→ **Quoted passage**
I blame my first marriage on Jane Austen. Elizabeth Bennet
married for gratitude and esteem, and these were exactly the feelings I
had for my first husband. If they were good enough for Elizabeth,
why wouldn’t they be good enough for me? But I wasn’t Elizabeth; I
was much more like Emma, a far more flawed heroine. The romantic
Emma would never have been satisfied with gratitude and esteem, and
neither was I. To be fair, I know my husband felt the same way, although
I don’t think he blamed Austen for his mistake.
For better or worse, my hasty marriage was simple to undo—at least
with respect to its legal and social aspects. For my next chapter, I
returned to graduate school, pursuing a doctorate in English
literature and specializing in Austen and other novelists of her time.
Had I been a more daring scholar, I might have realized that my
youthful folly had posed some interesting questions: Why did I look to
Austen and her characters for guidance about how to live my own life?

→ **Information supplied**
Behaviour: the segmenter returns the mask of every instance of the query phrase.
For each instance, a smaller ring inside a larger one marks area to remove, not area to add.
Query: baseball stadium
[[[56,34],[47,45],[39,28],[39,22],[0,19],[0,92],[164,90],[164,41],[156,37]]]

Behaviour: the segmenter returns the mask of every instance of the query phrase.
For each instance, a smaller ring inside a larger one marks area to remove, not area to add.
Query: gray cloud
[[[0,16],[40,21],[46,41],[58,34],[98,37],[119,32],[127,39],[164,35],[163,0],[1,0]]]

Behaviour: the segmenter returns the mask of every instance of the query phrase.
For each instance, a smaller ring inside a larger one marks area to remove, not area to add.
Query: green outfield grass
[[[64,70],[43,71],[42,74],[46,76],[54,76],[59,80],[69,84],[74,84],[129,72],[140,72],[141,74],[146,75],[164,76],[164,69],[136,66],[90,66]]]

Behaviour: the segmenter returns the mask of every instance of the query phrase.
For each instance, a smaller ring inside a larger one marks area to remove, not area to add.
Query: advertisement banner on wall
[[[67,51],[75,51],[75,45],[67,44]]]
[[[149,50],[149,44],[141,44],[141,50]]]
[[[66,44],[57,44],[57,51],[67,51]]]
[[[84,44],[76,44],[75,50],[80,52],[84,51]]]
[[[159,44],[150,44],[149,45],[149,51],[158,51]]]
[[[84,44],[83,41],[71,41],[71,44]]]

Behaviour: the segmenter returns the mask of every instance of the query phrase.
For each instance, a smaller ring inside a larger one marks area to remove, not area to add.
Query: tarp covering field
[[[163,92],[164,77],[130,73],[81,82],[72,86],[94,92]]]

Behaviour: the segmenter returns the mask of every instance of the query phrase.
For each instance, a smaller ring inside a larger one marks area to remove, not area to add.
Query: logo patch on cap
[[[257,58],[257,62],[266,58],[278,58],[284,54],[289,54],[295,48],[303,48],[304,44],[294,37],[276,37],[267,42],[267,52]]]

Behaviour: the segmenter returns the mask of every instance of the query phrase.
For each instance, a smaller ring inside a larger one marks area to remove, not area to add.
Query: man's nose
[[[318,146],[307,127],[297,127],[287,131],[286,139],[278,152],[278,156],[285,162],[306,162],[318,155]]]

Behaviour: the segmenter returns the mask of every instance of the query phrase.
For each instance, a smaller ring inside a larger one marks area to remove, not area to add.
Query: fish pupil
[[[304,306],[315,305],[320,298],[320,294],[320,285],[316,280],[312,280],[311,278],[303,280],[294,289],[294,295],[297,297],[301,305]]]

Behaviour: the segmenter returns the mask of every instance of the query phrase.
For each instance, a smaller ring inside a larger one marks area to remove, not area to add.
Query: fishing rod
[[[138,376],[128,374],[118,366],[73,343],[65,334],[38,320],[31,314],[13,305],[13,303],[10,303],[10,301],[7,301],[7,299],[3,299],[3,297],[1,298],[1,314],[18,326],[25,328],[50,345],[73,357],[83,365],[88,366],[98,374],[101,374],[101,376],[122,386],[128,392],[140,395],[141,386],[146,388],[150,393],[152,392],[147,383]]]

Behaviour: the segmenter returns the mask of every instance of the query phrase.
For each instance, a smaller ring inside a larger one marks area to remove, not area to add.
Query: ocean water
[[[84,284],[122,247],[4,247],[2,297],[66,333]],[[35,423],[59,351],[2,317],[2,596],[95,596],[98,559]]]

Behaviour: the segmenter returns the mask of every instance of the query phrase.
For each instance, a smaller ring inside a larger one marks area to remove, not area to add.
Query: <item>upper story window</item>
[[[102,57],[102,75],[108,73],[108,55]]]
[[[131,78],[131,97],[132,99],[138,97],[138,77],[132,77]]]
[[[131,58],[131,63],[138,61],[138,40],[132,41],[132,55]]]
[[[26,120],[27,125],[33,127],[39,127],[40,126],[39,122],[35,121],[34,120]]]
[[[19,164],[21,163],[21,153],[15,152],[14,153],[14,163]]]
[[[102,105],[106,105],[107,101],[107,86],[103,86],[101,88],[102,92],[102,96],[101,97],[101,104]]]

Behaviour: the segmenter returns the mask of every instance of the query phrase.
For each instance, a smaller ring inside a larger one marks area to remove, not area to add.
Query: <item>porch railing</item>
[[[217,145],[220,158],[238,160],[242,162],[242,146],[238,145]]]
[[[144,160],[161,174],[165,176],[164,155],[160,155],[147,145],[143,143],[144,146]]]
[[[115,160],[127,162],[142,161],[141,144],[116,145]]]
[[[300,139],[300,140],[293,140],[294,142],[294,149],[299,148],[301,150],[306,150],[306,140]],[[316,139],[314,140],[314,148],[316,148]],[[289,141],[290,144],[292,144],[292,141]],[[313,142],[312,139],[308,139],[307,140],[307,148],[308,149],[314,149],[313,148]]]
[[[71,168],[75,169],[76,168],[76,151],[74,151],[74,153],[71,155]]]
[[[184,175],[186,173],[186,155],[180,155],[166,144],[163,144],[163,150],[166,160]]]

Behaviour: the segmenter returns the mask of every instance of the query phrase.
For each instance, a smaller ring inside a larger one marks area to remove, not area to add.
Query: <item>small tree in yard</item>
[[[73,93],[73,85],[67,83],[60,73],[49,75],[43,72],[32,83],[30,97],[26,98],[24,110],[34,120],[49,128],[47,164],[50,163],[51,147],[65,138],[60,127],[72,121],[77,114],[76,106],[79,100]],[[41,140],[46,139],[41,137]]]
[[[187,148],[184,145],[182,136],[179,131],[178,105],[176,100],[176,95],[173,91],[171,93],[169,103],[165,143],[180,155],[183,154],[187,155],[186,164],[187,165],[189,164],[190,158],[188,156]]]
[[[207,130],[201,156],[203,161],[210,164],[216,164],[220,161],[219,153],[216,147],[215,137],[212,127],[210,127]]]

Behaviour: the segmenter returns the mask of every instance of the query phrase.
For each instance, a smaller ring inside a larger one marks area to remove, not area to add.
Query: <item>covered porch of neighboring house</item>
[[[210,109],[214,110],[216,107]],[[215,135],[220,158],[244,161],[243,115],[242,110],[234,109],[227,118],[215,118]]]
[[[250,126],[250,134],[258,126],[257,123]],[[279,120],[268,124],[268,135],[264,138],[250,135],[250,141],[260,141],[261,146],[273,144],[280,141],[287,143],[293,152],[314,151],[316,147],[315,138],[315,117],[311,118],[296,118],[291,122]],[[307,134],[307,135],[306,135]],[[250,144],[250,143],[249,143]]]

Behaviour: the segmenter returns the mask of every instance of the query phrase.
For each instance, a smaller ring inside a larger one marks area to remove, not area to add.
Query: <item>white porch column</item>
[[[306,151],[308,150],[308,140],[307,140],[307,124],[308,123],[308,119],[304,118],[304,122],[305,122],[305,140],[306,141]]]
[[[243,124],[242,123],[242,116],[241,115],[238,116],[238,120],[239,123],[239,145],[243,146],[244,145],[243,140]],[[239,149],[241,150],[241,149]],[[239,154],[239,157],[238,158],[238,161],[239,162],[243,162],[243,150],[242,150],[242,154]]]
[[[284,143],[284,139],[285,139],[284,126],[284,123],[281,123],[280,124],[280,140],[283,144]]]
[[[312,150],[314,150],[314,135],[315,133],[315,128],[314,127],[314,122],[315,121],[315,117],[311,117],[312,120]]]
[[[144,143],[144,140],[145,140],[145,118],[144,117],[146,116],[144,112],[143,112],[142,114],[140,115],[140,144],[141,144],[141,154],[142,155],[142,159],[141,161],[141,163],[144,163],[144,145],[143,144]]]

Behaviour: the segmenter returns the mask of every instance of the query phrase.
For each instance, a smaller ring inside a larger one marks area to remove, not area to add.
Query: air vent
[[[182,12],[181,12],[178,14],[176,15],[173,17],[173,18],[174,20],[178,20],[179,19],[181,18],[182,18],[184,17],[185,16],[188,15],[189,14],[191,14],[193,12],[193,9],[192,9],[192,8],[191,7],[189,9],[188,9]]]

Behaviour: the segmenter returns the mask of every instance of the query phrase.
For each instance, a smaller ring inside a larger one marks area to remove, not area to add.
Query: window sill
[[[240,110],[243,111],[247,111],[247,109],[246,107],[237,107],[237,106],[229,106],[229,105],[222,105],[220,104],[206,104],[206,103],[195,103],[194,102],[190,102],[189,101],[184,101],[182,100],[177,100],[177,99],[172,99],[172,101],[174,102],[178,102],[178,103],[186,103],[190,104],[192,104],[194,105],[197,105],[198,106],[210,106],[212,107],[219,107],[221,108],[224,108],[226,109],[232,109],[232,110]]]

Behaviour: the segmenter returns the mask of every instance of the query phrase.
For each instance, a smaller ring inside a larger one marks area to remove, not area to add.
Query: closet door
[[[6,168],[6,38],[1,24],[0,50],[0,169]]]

→ **Requirement**
Answer these questions about the Austen passage.
1. What two feelings does it say Elizabeth Bennet married for?
2. Which heroine does the writer claim to have been much more like?
3. In what field did the writer pursue a doctorate?
Answer from the passage itself, not from the listing.

→ **Output**
1. Gratitude and esteem.
2. Emma.
3. English literature.